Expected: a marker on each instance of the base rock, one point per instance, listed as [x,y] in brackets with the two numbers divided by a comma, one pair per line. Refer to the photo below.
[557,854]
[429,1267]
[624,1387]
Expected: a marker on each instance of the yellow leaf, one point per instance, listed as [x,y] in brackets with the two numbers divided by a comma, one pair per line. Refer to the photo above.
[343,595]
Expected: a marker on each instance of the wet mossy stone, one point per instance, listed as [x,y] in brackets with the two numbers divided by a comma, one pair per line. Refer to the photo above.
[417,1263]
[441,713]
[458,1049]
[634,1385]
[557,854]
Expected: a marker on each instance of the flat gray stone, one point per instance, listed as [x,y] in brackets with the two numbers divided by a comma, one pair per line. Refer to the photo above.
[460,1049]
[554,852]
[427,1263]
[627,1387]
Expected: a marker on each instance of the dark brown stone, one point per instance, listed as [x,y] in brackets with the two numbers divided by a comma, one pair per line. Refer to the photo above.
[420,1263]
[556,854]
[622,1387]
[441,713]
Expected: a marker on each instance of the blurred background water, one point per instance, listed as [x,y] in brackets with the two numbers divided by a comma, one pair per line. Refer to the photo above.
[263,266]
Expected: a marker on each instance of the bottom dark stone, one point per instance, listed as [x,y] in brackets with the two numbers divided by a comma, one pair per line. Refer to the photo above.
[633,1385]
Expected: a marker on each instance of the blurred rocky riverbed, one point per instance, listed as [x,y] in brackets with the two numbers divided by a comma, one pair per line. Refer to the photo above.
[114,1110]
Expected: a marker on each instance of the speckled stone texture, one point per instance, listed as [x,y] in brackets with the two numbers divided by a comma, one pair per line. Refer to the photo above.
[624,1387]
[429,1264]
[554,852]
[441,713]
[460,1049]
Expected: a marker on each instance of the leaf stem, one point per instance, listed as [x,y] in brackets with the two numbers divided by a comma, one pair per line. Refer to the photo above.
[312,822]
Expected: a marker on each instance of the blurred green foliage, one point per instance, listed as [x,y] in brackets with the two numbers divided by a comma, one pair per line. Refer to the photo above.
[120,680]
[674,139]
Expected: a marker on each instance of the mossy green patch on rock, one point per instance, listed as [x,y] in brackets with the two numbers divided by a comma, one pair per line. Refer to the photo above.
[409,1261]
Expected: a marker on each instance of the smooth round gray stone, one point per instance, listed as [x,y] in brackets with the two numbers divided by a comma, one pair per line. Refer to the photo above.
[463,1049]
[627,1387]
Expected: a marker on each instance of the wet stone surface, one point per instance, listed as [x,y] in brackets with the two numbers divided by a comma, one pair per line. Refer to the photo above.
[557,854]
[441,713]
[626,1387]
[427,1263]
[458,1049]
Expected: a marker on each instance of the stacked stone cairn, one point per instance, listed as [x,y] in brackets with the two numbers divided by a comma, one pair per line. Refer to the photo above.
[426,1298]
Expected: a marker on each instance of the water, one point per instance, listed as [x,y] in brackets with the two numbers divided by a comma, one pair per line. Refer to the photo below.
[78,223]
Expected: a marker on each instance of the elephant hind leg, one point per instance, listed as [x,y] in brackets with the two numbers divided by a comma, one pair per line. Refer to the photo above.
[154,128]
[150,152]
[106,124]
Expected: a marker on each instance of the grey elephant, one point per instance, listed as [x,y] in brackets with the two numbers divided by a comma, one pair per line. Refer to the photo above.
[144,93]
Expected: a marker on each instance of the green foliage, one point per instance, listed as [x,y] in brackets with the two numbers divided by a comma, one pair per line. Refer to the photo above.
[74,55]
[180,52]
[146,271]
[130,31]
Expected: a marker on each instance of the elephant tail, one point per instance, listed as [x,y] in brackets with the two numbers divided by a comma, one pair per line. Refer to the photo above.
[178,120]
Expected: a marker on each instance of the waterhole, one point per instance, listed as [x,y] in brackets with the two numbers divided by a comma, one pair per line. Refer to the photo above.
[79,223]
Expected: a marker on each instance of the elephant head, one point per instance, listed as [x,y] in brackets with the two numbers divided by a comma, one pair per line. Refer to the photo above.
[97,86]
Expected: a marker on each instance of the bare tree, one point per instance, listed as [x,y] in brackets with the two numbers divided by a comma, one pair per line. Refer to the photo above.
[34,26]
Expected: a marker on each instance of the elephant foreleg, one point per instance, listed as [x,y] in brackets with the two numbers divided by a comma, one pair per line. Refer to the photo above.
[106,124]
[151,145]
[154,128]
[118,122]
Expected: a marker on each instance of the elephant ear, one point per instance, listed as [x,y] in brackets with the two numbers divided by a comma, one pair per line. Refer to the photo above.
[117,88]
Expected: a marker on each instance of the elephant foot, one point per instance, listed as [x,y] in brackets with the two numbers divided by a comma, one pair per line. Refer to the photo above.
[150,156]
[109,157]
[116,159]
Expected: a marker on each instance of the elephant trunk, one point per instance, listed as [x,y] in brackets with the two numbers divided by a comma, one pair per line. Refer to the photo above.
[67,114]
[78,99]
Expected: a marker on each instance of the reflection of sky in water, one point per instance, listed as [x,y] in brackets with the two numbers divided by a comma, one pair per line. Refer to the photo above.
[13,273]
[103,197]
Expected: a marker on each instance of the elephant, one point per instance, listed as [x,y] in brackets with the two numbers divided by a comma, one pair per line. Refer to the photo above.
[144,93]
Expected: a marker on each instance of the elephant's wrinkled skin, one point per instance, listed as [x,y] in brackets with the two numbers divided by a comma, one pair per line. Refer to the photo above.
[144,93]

▸ PROBLEM TO SOLVE
The data above needs retyping. Reproduce each line exactly.

▸ ANSWER TO THIS EXERCISE
Expected: a marker on each instance of the base rock, one point per instance, listed as [x,y] in brackets with the two numbers divided by a comma, one pair per line. Refer to the photo below.
[557,854]
[429,1267]
[624,1387]
Expected: a marker on each instance of the yellow leaf, one point per instance, listed as [x,y] in brackets with the two numbers divided by a comma, one pair per line. Refer to the photo above.
[343,595]
Expected: a marker on each instance of the wet mossy stone, one point per instance, listed as [x,y] in brackets with the two numbers divided by a comma, one pair per line. Refer to the photo above.
[417,1263]
[441,713]
[458,1049]
[634,1385]
[557,854]
Expected: a marker on each instance of the flat gray stone, one point per instance, listed as [x,y] in brackets with the two numbers divided by a comma, one pair per line. Refer to the photo above.
[460,1049]
[554,852]
[427,1263]
[627,1387]
Expected: a marker on each instance of the dark brown stone, one point per instance, listed as [x,y] in brackets with the two numbers divided by a comma, one pair per line. Refer to the photo above.
[420,1263]
[556,854]
[622,1387]
[441,713]
Expected: a marker on each instance of the blurred background water, one point per instance, listed as [x,y] in brackets with the two numbers divided by a comma, one pair per line. Refer to the photo above.
[263,266]
Expected: a marker on each instance of the bottom dark stone, one point per instance, listed as [x,y] in brackets with the two numbers divided by a comma, one pair per line. Refer to the photo above.
[633,1385]
Expected: a marker on each instance of the blurred rocky riverbed, one point per instance, listed as [x,y] in brackets with the two numbers divided by a comma, one pair per line. Refer to the photo above.
[114,1110]
Expected: a marker on each instance of the speckled stone texture, one point per instance, listed as [x,y] in brackets with the two numbers divided by a comma, one pair per line. Refer to the photo above.
[624,1387]
[429,1264]
[554,852]
[441,713]
[460,1049]
Expected: a marker on each instance of the leaf stem, one point per instance, listed as [x,y] in brackets with the two numbers divided by a comma, one pair per line. Refer to the photo above.
[312,822]
Expected: a marker on each instance of the blurred green foliage, one point per instance, listed as [x,y] in brackets with the two numbers divided by a comma, one pair per line. Refer to the photo above.
[120,680]
[674,139]
Expected: a marker on each instance of the mossy green patch on rock, one point per instance, listed as [x,y] in brackets with the two numbers divided by a comma, one pair per line. Refer to the photo above.
[409,1261]
Expected: a marker on each instance of the smooth round gray stone, one point per instance, listed as [x,y] in brackets with the two numbers divided by a comma, one pair per line. Refer to the photo above.
[463,1049]
[627,1387]
Expected: a marker on each instance of the wet stone surface, one point per instance, listed as [x,y] in brackets with the two numbers divided by a comma, one pair per line. Refer to the photo above.
[557,854]
[441,713]
[626,1387]
[427,1263]
[458,1049]
Expected: a marker on each instance of the stacked stone cairn, one point per instance, listed as [x,y] in brackets with the two numbers divided by a comma, one pair per line. Refer to the photo above.
[426,1298]
Expected: a marker on each instance of the water, one point per instance, listed as [x,y] in brackets with the two numbers divided by a comma, one pair per line. Refer to the photo below.
[78,223]
Expected: a marker on each instance of the elephant hind leg, one point per instance, listed as [x,y] in brackets with the two numbers divided by a comma, one pair per line. Refer to the photo above.
[154,128]
[150,152]
[106,124]
Expected: a marker on each instance of the grey elephant, one point per instance, listed as [x,y] in brackets with the two numbers divided by a comma, one pair per line. Refer to the photo above.
[144,93]
Expected: a marker on each instance of the green foliage, one point per instance, listed as [x,y] in brackets with the two numbers divided by a comma, one pair per line. Refer to the photo above.
[74,55]
[180,52]
[146,271]
[130,31]
Expected: a marker on each instance of the elephant tail, one point per instance, listed as [x,y] in brackets with the two numbers divided by a comma, one pair per line. Refer to the photo above.
[178,120]
Expected: a marker on each instance of the waterhole, one point per instance, listed as [x,y] in brackets with the two numbers divided by a comma, one pair per line. Refer to the photo above.
[79,223]
Expected: a marker on each instance of the elephant head, one point per instance, listed as [x,y] in brackets with the two numbers divided by a comma, one pair per line. Refer to the photo above.
[97,86]
Expected: a marker on each instance of the bare tree, one point per instance, listed as [x,y] in brackets with the two numbers divided by a comma, one pair per line. Refer to the photo above.
[34,26]
Expected: a marker on each instance of the elephant foreleg, one point per instance, listed as [x,y] in brackets with the two numbers divided by a comma, one pair per line. Refer to the photo above.
[106,124]
[151,145]
[154,128]
[118,122]
Expected: a marker on each instance of the elephant ear, one point per instance, listed as [x,y] in brackets with the two numbers divided by a comma, one pair per line. Refer to the photo above.
[117,88]
Expected: a marker on each instance of the elephant foot, one point per instance, listed as [x,y] in brackets with the two numbers divided by a comma, one pair per line. Refer to the photo above.
[150,156]
[109,157]
[116,159]
Expected: a marker on each instance of the elephant trunk, one point per instance, listed as [x,y] in brackets with the two numbers divided by a comma, one pair per line. Refer to the photo above.
[67,114]
[78,99]
Expected: a marker on each instance of the reflection of sky in water, one point per instance, listed as [x,y] in brackets with the two numbers divided by a comma, one pair per line. Refer to the photo above.
[13,273]
[103,197]
Expected: a marker on each instance of the elephant, one point per instance, listed as [x,y] in brackets with the two numbers divided by a comma, one pair per line. Refer to the photo above.
[144,93]
Expected: a marker on each instance of the elephant's wrinkled skin, one point per instance, listed as [x,y] in brackets with the two numbers divided by a comma, one pair per line. Refer to the photo above.
[144,93]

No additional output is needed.